─── Records for processing
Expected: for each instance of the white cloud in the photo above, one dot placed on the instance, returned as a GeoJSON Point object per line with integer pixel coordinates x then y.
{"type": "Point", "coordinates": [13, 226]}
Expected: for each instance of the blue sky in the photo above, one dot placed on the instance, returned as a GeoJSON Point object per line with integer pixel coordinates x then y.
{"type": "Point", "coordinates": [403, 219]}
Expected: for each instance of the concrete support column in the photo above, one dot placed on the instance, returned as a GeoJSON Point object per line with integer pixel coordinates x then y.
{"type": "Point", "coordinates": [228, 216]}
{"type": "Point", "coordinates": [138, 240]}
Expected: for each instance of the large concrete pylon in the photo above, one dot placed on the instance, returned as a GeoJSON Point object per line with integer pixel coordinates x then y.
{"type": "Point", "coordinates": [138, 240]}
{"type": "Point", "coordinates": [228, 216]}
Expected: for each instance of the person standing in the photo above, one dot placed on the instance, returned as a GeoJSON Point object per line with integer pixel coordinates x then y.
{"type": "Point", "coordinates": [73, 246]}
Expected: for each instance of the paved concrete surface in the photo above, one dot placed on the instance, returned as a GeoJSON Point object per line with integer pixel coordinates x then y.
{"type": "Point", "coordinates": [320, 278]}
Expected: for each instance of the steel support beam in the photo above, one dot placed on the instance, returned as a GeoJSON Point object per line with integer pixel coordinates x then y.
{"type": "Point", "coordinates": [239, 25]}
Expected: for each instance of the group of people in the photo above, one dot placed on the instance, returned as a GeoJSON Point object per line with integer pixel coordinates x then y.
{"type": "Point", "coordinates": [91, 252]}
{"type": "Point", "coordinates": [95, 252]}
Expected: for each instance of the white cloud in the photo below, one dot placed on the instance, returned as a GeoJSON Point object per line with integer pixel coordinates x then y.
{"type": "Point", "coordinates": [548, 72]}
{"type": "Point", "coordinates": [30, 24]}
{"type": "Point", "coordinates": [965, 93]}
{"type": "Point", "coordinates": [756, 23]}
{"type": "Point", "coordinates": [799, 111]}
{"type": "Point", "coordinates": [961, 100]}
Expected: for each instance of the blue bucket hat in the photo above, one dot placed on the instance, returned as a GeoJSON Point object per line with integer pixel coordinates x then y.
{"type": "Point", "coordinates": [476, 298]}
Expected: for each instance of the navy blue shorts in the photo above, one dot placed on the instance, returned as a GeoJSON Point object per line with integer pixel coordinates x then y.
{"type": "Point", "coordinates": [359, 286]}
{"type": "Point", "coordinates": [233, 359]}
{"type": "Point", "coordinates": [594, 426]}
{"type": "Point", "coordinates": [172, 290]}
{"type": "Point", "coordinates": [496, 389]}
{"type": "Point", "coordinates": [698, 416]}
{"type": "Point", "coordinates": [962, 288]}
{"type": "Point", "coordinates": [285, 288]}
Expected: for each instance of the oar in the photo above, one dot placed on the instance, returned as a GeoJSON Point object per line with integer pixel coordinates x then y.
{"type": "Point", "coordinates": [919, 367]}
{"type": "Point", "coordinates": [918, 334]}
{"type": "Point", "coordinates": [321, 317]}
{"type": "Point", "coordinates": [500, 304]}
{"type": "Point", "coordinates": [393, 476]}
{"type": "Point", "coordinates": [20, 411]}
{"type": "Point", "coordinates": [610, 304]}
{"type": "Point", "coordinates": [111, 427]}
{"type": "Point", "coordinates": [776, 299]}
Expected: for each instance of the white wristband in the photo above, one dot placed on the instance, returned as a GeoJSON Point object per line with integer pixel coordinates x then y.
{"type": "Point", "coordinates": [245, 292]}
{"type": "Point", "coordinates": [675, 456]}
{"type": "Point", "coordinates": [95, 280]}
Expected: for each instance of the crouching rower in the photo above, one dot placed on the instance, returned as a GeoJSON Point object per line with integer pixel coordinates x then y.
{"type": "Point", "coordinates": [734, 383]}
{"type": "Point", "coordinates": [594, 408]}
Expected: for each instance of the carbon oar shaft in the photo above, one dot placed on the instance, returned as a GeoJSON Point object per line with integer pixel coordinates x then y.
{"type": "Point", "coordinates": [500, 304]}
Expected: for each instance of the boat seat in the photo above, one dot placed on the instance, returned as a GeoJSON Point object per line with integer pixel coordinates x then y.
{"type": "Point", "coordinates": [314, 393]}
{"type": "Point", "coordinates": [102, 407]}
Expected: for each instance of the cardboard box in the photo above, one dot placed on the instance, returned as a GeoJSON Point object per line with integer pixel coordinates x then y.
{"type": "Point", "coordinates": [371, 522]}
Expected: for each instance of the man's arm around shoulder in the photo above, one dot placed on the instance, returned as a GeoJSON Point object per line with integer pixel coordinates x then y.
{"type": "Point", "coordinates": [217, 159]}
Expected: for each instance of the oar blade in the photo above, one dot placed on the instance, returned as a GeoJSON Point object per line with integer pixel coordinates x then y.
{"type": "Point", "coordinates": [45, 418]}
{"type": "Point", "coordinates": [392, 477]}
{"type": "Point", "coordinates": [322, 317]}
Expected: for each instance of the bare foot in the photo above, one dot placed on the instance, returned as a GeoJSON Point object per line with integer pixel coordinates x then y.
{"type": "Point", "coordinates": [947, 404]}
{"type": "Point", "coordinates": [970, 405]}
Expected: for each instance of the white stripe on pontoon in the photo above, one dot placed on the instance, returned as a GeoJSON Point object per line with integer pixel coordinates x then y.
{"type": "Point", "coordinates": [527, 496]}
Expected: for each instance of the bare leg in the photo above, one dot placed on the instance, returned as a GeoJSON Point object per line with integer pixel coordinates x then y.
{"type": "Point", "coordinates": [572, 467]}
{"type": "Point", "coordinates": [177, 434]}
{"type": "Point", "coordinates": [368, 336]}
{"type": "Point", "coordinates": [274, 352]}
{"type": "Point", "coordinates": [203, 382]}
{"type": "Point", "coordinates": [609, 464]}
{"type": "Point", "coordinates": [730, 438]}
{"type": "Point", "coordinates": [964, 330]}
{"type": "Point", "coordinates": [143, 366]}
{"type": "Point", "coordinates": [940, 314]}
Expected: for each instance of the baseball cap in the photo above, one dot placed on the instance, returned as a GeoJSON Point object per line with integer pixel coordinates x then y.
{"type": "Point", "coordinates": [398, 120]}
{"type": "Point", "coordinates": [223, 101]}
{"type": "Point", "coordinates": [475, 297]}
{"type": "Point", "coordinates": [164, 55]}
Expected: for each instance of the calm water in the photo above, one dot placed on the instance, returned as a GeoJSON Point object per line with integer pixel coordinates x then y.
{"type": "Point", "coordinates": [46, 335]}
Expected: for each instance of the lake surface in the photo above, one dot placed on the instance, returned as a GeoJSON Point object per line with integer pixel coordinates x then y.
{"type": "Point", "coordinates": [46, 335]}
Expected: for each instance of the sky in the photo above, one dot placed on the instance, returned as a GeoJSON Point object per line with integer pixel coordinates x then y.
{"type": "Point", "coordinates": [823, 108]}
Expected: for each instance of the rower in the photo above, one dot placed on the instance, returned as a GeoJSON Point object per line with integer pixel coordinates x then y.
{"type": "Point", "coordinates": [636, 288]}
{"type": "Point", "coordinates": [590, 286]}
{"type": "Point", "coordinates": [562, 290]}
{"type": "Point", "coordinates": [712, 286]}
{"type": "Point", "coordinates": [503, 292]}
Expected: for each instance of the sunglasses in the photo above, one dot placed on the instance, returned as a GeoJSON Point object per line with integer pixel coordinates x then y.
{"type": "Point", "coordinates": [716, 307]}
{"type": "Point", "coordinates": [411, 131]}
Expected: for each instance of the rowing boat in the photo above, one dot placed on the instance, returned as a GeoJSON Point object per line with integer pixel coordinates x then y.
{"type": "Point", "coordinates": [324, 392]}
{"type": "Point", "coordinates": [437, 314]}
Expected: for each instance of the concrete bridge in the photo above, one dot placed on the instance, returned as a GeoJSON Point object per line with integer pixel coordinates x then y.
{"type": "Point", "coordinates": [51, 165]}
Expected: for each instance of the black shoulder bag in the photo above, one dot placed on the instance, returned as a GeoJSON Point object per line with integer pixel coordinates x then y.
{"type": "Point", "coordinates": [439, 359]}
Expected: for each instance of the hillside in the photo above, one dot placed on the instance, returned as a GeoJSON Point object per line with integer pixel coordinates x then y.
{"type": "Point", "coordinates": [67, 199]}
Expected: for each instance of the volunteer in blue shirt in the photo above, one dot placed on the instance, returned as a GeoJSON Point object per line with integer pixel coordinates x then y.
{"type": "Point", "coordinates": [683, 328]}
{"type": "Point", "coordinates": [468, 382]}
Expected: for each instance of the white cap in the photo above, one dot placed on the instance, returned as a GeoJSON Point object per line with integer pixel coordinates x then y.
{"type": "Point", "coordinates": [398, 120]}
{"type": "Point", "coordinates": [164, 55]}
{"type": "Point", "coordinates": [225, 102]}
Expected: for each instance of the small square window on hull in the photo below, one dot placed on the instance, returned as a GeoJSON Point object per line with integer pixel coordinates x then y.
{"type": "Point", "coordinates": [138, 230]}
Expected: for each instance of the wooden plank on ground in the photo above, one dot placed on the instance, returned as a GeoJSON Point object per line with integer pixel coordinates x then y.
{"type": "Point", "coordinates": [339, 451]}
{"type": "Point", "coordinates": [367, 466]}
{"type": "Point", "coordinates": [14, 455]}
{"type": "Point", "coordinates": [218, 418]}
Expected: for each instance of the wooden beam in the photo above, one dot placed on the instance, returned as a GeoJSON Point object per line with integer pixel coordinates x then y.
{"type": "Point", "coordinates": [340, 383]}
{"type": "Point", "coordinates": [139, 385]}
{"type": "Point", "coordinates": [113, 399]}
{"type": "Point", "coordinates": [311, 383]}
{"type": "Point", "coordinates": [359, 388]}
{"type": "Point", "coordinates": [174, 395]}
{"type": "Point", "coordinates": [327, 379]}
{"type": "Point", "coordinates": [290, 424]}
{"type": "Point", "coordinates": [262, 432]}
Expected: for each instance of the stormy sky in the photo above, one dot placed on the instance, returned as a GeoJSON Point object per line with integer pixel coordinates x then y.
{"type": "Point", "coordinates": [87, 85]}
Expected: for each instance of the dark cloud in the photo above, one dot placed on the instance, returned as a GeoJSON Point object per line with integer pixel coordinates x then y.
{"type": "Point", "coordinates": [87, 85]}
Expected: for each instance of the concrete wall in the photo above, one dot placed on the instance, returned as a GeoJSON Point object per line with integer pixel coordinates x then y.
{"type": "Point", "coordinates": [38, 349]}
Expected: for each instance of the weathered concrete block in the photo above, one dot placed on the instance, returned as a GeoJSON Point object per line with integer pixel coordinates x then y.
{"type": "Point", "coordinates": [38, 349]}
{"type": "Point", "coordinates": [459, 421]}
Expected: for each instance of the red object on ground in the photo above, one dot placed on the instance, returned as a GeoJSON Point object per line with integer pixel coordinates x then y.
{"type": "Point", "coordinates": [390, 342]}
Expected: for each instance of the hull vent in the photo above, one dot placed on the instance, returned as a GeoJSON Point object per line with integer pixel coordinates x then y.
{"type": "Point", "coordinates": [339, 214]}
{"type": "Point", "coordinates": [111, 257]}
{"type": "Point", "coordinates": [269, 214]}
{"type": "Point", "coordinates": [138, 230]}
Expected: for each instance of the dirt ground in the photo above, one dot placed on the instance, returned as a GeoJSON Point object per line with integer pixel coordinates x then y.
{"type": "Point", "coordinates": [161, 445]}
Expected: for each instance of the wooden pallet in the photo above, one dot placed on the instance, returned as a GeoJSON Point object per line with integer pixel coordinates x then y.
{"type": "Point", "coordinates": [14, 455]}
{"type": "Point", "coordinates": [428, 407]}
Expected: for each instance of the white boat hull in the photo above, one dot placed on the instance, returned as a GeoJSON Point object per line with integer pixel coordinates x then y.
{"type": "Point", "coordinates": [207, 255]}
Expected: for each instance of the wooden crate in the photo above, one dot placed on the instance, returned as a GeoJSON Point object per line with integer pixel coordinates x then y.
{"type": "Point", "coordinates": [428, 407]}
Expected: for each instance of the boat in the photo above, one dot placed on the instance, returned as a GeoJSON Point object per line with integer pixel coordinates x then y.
──────
> _Directions for this task_
Beginning with the line that contains "Expected: for each instance of the white boat", repeat every line through the end of the records and nothing more.

> _The completed task_
Expected: for each instance of the white boat hull in the photo above, one dot placed on the instance, returned as a GeoJSON Point object per line with integer pixel coordinates x then y.
{"type": "Point", "coordinates": [207, 255]}
Expected: for each instance of the wooden crate in the photo above, one dot placed on the instance, returned as a GeoJSON Point object per line with integer pixel coordinates x then y.
{"type": "Point", "coordinates": [428, 407]}
Expected: for each instance of the boat in the photo above, one dot placed on the instance, returned as a GeoJSON Point object per line with integer pixel coordinates x then y.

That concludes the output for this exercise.